(Stored data)
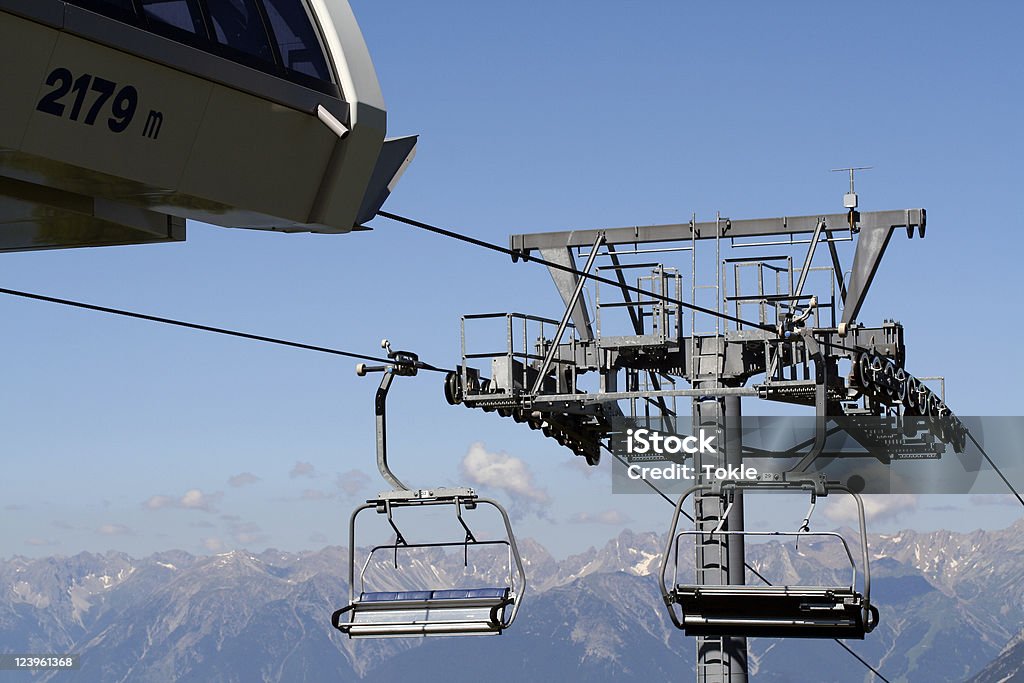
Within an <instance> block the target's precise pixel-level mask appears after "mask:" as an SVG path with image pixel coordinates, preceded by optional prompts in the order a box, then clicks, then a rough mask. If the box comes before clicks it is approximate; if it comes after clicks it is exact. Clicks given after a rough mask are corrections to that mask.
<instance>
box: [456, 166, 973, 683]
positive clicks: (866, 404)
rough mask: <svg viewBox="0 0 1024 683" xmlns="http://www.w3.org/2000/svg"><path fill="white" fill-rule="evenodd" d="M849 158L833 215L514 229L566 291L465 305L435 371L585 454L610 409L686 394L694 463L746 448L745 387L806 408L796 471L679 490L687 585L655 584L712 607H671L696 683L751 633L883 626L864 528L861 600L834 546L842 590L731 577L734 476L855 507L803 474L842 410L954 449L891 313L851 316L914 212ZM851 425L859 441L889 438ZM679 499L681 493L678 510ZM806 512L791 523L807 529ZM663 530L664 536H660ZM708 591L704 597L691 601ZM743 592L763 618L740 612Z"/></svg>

▸ WHAT YOU WILL DO
Reproduce all of the material above verbatim, leaving out the picture.

▸ RESULT OF THE TASK
Within an <instance> block the target's precise pixel-level mask appears after "mask:" as an SVG path with image pixel coordinates, preceded by optional prompts in the order a box, then clicks, then a rough mask. If the box comes before clicks it is approximate; if it comes after clicks it is exact. Clicks given after a rough mask are corrections to that mask.
<instance>
box: [456, 166, 973, 683]
positive clicks: (866, 404)
rough mask: <svg viewBox="0 0 1024 683" xmlns="http://www.w3.org/2000/svg"><path fill="white" fill-rule="evenodd" d="M849 158L833 215L514 229L566 291L465 305L435 371L585 454L610 409L686 394L694 463L746 448L745 387L806 408L796 471L679 490L687 585L655 584L712 607H671L696 683L751 633L883 626L864 528L861 600L834 546L842 590L731 577L734 476L855 507L803 474L842 410L954 449L891 313L851 316L914 212ZM851 425L859 441L889 438ZM679 499L681 493L678 510ZM806 512L791 523L807 529ZM663 530L664 536H660ZM708 591L704 597L691 601ZM743 592L763 618L740 612Z"/></svg>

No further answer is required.